Textauszug ->
Grüne Europagruppe Grüne EFA

Quelle: https://www.tagesspiegel.de/wirtschaft/milliardenschwere-einigung-wie-die-eu-agrarreform-zu-mehr-biolandbau-fuehren-soll/26295840.html

Autor*in: Markus Grabitz und Heike Jahberg im Tagesspiegel von 21. Okt 2020

 

Die EU-Agrarminister einigen sich auf neue Förderregeln. Bauern sollen künftig mehr für die Umwelt tun. Doch nicht jeder ist mit dem Ergebnis zufrieden.

 

Zumindest in einem Punkt hat Julia Klöckner Geschichte geschrieben: Die Agrarministerin landete am Mittwoch morgen um neun Uhr am Berliner Großflughafen BER. Damit nahm die CDU-Politikerin als erstes Regierungsmitglied das Regierungsterminal am neuen Airport in Betrieb. Klöckner kam aus Luxemburg, wo sie bis zum frühen Morgen mit ihren 26 Amtskollegen und -kolleginnen um einen Durchbruch in den Verhandlungen über die künftige europäische Agrarpolitik gerungen hatte.

Glaubt man der Ministerin, hat die deutsche Ratspräsidentschaft aber auch in Sachen Agrarförderung Geschichte geschrieben. Es werde „keinen Euro“ an Subventionen mehr geben, der nicht an höheren Umweltleistungen hänge. „Keine Leistung mehr ohne Gegenleistung“, sagte Klöckner nach ihrer Rückkehr in Berlin.

Umweltverbände und die Opposition sehen das anders: Sie hätten sich noch deutlich höhere Auflagen für Tier-, Klima- und Naturschutz gewünscht. „Noch immer wird der größte Teil der Agrarmilliarden aus Brüssel weitgehend wirkungslos mit der Gießkanne über Europas Äckern und Wiesen verteilt“, kritisierte der Bund für Umwelt und Naturschutz (BUND). Auch nach Meinung der SPD-Bundestagsfraktion greifen die Beschlüsse zu kurz, die Grünen fordern eine „Gemeinwohlprämie“, mit der Bauern für gesellschaftliche Leistungen belohnt werden.

Der Beschluss der Minister

Die neue Landwirtschaftspolitik der EU nimmt Gestalt an, nachdem sich nicht nur die 27 EU-Mitgliedstaaten geeinigt haben, sondern auch ein Kompromiss im Europaparlament absehbar ist: Die Bauern werden künftig mehr für Klima- und Umweltschutz tun, um die Fördergelder der EU zu bekommen.

Die Summen, um die es geht

Zur Verfügung stehen 387 Milliarden Euro für die Jahre 2021 bis 2027. Das ist etwas mehr als in der letzten Förderperiode 2014 bis 2020. Agrar ist immer noch einer der größten Posten im EU-Haushalt. Für die deutschen Bauern wird es aber vermutlich etwas weniger Geld geben, weil die Landwirte aus den neuen Mitgliedstaaten, die bisher bei den Direktzahlungen schlechter gestellt sind, einen wachsenden Anteil bekommen sollen.

Daten ->

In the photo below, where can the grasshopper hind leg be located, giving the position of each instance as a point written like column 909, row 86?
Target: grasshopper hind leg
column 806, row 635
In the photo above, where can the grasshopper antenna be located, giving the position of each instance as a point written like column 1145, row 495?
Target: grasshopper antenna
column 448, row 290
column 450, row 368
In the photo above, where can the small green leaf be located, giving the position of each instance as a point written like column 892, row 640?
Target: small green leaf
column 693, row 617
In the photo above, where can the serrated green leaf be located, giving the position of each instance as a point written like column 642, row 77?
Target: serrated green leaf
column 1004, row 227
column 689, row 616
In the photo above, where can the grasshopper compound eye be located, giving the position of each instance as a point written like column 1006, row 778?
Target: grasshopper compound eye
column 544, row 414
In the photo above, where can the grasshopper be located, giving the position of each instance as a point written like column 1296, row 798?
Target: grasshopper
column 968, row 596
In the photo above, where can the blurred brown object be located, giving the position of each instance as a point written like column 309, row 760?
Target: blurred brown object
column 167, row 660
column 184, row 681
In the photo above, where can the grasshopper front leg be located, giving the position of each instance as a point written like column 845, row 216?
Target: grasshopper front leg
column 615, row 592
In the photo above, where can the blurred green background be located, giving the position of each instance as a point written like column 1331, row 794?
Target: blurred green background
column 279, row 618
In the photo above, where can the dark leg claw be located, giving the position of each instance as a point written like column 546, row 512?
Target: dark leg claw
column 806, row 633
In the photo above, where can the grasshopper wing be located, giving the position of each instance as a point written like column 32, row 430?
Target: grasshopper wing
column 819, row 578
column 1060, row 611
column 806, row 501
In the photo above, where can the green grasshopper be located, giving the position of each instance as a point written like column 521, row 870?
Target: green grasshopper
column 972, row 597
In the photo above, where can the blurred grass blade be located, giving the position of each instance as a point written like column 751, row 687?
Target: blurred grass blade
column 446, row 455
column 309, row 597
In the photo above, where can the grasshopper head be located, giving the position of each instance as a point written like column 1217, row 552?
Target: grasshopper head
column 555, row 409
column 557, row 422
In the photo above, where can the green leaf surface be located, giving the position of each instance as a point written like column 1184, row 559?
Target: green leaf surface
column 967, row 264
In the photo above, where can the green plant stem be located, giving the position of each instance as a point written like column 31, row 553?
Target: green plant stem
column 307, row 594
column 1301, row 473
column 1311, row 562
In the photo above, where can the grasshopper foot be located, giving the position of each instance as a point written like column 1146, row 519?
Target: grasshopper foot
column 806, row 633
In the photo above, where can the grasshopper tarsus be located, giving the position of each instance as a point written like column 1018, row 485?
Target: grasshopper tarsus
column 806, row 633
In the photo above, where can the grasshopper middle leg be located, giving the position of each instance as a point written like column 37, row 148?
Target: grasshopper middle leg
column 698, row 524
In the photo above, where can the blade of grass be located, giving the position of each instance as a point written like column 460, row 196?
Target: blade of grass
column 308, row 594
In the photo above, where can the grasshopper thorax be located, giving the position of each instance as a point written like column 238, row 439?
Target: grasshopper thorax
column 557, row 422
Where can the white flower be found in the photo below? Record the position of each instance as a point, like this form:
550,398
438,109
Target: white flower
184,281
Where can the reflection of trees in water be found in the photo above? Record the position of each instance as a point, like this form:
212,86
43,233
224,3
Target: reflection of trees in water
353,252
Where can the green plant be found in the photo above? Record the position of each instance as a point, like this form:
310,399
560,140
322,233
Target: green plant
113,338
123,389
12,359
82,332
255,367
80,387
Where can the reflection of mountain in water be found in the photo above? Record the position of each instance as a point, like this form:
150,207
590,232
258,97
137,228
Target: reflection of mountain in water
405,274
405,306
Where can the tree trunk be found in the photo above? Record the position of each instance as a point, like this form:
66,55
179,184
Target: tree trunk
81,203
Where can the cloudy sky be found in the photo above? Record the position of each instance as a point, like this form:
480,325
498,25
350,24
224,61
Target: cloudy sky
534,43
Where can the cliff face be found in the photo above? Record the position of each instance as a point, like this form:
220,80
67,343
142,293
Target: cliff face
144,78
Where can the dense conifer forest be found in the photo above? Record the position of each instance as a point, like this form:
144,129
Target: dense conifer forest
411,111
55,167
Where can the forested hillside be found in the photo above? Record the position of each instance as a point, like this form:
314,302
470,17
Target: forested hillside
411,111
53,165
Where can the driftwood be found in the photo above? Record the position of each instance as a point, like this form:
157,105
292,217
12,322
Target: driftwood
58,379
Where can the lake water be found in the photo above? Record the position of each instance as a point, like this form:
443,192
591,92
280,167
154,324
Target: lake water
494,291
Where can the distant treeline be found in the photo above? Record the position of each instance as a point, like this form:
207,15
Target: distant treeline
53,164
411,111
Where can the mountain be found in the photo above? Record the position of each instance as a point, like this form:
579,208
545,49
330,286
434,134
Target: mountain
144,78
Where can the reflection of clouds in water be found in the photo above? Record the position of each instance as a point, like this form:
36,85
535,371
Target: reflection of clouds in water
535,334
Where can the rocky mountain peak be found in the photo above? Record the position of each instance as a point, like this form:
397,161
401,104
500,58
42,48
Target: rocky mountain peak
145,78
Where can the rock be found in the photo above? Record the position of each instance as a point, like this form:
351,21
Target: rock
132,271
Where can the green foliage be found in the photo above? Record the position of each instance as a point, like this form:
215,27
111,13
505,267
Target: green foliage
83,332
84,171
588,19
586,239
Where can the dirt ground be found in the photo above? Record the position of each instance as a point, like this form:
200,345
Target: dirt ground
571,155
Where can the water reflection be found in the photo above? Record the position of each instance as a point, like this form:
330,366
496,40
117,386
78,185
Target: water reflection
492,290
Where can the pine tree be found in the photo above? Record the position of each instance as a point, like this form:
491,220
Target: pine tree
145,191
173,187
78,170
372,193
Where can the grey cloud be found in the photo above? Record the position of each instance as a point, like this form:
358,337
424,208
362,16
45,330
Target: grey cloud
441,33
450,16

Aufgabe -> Gib aus dem Artikel zur EU-Agrarreform den Abschnitt wörtlich zurück, der mit „Zumindest in einem“ beginnt und sich bis einschließlich „Rückkehr in Berlin.“ fortsetzt.

Antwort ->
Zumindest in einem Punkt hat Julia Klöckner Geschichte geschrieben: Die Agrarministerin landete am Mittwoch morgen um neun Uhr am Berliner Großflughafen BER. Damit nahm die CDU-Politikerin als erstes Regierungsmitglied das Regierungsterminal am neuen Airport in Betrieb. Klöckner kam aus Luxemburg, wo sie bis zum frühen Morgen mit ihren 26 Amtskollegen und -kolleginnen um einen Durchbruch in den Verhandlungen über die künftige europäische Agrarpolitik gerungen hatte.

Glaubt man der Ministerin, hat die deutsche Ratspräsidentschaft aber auch in Sachen Agrarförderung Geschichte geschrieben. Es werde „keinen Euro“ an Subventionen mehr geben, der nicht an höheren Umweltleistungen hänge. „Keine Leistung mehr ohne Gegenleistung“, sagte Klöckner nach ihrer Rückkehr in Berlin.